Work to complete: Return each of the items below verbatim, without altering a single character.

Source records:
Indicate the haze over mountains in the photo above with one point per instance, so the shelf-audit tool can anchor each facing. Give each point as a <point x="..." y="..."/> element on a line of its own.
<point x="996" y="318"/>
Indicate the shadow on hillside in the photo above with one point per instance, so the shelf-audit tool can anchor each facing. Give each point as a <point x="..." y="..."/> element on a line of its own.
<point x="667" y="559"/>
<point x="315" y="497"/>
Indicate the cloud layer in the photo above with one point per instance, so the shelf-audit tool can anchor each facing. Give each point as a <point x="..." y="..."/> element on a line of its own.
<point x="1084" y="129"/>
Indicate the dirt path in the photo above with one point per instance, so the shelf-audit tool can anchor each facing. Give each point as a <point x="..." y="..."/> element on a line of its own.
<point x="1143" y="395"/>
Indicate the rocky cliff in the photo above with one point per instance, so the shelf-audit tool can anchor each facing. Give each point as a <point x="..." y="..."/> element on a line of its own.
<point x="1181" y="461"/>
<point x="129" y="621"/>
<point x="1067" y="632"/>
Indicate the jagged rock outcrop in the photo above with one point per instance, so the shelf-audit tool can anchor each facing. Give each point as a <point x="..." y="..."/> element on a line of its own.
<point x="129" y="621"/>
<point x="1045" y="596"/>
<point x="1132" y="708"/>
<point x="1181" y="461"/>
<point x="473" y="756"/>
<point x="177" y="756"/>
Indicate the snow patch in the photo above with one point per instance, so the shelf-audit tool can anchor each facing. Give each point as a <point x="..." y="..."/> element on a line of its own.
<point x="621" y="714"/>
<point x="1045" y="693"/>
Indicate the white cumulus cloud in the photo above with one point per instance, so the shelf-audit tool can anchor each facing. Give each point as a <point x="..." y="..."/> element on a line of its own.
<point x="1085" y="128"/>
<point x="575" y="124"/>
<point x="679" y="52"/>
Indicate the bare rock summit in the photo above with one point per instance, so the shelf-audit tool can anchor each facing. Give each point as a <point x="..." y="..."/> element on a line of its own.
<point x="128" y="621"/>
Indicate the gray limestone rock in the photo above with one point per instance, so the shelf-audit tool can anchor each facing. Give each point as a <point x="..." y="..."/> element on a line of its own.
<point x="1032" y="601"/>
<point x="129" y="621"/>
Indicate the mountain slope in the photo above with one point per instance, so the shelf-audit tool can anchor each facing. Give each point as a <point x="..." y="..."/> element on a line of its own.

Exercise answer:
Indicate the haze over mountains in the photo above with one point per instance, so the shelf-audit tool can anchor each facing. Give each point as a <point x="..." y="..."/> element on a line of its own.
<point x="996" y="318"/>
Indicate the shadow on hillside in the photo above with one point per instance, so the shelf-audit tool can anchor each facing. Give each point as a <point x="..." y="..."/> element on a line of its own.
<point x="667" y="559"/>
<point x="315" y="497"/>
Indicate the cloud layer in the photo above with one point per instance, so the shelf-audit tool can anchor each facing. Give each point as a <point x="..." y="..."/> element on a line of its own.
<point x="1084" y="129"/>
Indicate the dirt path in the photo above with one point per instance, so the shelf-audit tool can anchor each facing. Give each point as a <point x="..." y="..."/> element on a line of its own.
<point x="1143" y="395"/>
Indicate the rocky cliff in the photo above with one point per instance, so the shelf-audit tool can anchor each facing. Give each point as a <point x="..." y="..."/> element on a line of its own.
<point x="1181" y="461"/>
<point x="129" y="621"/>
<point x="1067" y="632"/>
Indicate the jagged rock outcrop in the photo above with one point per instance, so the shelf-audit tool can anchor each facing. Give each point as a <point x="..." y="..."/> element on a line of its own.
<point x="129" y="621"/>
<point x="1045" y="596"/>
<point x="1132" y="708"/>
<point x="1181" y="461"/>
<point x="473" y="756"/>
<point x="177" y="756"/>
Indicate the snow patch in the photo above with one point per instance, so the shelf-audit tool can anchor each facing. Give each point as a <point x="..." y="..."/> element on a line of its own.
<point x="621" y="714"/>
<point x="1045" y="693"/>
Indicate the white cumulus cloud in the photo above with one point per instance, so the shelf-audit tool can anchor each facing. Give each point as a <point x="..." y="..."/> element on a line of its own.
<point x="1085" y="128"/>
<point x="575" y="124"/>
<point x="679" y="52"/>
Indicate the bare rock summit in the photo above with one point per instance, so the shelf-audit tool can anchor each facing. Give each point as a <point x="..." y="..."/> element on a line of its own.
<point x="128" y="621"/>
Indicate the gray limestone rock in the photo above with one point per instance, so the shelf-audit tool can anchor each facing. Give each point as a <point x="..." y="..."/> element on a line of its own.
<point x="1032" y="601"/>
<point x="129" y="621"/>
Indicate the mountain slope in the photo above with one point per instance, so the shelf-audit tool can anchor each facing. Give each point as a <point x="..." y="..."/> element on a line of its own.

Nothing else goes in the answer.